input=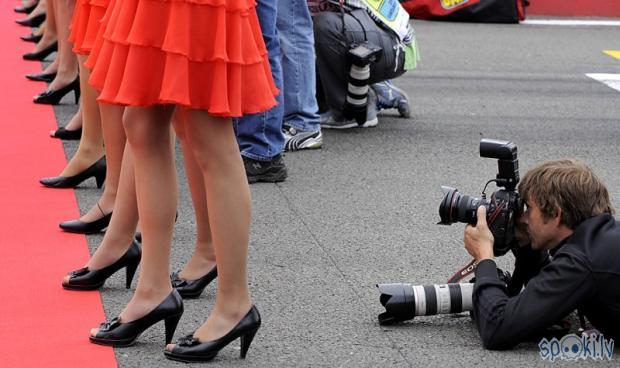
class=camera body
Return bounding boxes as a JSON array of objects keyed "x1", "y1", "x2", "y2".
[
  {"x1": 343, "y1": 41, "x2": 383, "y2": 125},
  {"x1": 347, "y1": 41, "x2": 383, "y2": 66},
  {"x1": 439, "y1": 139, "x2": 523, "y2": 256}
]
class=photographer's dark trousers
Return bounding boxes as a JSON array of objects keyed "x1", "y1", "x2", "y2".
[{"x1": 314, "y1": 9, "x2": 405, "y2": 118}]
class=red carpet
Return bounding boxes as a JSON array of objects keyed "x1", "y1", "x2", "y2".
[
  {"x1": 0, "y1": 1, "x2": 117, "y2": 368},
  {"x1": 527, "y1": 0, "x2": 620, "y2": 18}
]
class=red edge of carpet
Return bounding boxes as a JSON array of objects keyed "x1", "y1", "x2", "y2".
[{"x1": 0, "y1": 1, "x2": 117, "y2": 367}]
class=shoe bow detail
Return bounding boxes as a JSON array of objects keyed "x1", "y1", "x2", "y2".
[
  {"x1": 177, "y1": 335, "x2": 200, "y2": 346},
  {"x1": 99, "y1": 317, "x2": 121, "y2": 332},
  {"x1": 170, "y1": 272, "x2": 187, "y2": 288},
  {"x1": 69, "y1": 267, "x2": 90, "y2": 278}
]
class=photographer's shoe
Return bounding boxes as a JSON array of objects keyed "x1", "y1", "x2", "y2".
[
  {"x1": 241, "y1": 155, "x2": 288, "y2": 184},
  {"x1": 282, "y1": 125, "x2": 323, "y2": 152},
  {"x1": 371, "y1": 80, "x2": 411, "y2": 118}
]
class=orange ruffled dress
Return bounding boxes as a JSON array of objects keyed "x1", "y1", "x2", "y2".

◆ **Instructions for the task**:
Place every line from the one containing "class=shoe bow detail" through the final line above, both included, into a JSON list of strings, one string per line and omitting any blank lines.

◆ **Answer to this problem**:
[
  "class=shoe bow detail",
  "Return bounding boxes as a JSON array of objects keyed \"x1\", \"y1\", \"x2\", \"y2\".",
  "[",
  "  {\"x1\": 177, \"y1\": 335, \"x2\": 200, \"y2\": 346},",
  "  {\"x1\": 99, \"y1\": 317, \"x2\": 121, \"y2\": 332},",
  "  {\"x1\": 170, \"y1\": 272, \"x2\": 187, \"y2\": 288},",
  "  {\"x1\": 69, \"y1\": 267, \"x2\": 90, \"y2\": 278}",
  "]",
  "class=photographer's shoe",
  "Return bounding boxes as a JSON array of objects keyed \"x1\", \"y1\", \"x2\", \"y2\".",
  "[",
  "  {\"x1\": 241, \"y1\": 155, \"x2\": 288, \"y2\": 184},",
  "  {\"x1\": 282, \"y1\": 125, \"x2\": 323, \"y2\": 152},",
  "  {\"x1\": 371, \"y1\": 80, \"x2\": 411, \"y2\": 118}",
  "]",
  "class=orange ruffled dress",
  "Return bounding boxes as a JSON array of objects keyed \"x1\", \"y1\", \"x2\", \"y2\"."
]